Written exercise: Copy word for word the records from the line with "request: draw the outline of every instance of the black" up to and including the line with "target: black trouser".

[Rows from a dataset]

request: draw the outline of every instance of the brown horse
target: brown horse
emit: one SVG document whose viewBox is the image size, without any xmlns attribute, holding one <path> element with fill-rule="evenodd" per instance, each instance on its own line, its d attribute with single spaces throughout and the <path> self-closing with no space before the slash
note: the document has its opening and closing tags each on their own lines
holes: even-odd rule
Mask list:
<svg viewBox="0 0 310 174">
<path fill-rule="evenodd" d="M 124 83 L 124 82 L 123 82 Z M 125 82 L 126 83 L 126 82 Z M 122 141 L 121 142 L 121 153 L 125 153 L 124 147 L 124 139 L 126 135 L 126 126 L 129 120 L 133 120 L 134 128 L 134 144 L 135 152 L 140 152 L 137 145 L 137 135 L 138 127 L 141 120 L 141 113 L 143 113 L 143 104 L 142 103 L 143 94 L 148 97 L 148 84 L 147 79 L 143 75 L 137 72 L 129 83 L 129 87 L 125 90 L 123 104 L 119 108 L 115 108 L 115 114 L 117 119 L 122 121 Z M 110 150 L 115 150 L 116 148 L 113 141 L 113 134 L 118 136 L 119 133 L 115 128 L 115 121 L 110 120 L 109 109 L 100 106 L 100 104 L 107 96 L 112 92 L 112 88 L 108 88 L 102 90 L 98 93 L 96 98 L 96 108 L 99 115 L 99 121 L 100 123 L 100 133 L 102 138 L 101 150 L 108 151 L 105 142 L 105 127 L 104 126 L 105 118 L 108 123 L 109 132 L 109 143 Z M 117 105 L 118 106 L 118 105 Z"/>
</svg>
* * *
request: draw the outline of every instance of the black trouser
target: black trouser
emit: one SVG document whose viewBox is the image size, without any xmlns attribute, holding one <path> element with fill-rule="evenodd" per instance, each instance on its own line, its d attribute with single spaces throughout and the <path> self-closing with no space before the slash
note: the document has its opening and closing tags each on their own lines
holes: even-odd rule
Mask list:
==
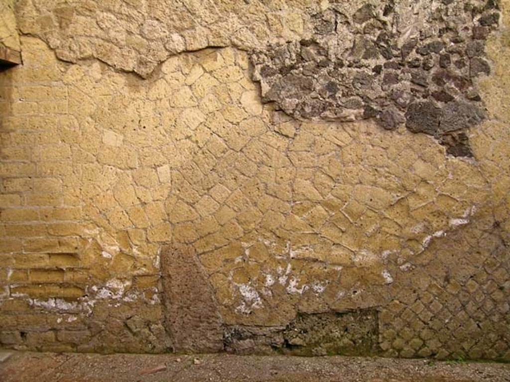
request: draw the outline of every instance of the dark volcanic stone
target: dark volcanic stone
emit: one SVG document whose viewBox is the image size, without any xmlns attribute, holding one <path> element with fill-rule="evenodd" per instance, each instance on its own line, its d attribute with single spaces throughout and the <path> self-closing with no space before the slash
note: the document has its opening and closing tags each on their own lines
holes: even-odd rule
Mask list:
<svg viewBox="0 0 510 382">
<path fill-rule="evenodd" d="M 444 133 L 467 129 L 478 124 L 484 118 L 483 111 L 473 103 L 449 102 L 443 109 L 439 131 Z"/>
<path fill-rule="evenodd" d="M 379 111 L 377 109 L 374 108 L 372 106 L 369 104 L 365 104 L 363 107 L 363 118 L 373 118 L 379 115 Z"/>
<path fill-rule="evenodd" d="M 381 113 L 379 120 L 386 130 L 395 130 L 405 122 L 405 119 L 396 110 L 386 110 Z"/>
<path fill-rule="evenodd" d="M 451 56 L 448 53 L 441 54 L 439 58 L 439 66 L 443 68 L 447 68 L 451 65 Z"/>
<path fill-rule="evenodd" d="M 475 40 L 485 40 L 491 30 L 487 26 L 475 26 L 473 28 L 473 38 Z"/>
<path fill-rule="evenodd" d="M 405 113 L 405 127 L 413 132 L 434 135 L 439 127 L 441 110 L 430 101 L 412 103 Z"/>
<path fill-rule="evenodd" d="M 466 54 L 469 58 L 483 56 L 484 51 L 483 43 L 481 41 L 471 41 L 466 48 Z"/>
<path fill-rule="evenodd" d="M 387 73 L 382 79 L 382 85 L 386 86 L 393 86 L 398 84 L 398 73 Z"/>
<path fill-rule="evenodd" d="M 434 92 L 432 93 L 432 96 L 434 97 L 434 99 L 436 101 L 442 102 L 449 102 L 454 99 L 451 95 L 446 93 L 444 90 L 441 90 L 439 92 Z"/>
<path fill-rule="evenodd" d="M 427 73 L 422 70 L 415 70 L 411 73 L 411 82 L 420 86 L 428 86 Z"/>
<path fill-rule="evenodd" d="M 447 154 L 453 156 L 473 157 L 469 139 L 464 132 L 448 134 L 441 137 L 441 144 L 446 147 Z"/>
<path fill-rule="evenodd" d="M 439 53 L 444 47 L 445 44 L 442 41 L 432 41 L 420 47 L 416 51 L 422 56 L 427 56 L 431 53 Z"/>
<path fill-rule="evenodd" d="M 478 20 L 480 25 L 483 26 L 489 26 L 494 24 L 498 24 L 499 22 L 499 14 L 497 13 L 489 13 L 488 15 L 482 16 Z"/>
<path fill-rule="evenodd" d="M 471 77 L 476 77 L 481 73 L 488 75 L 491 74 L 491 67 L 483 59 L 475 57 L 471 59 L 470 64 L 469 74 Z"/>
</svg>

Exercise solution:
request: draw the outline of every instance of the black trouser
target: black trouser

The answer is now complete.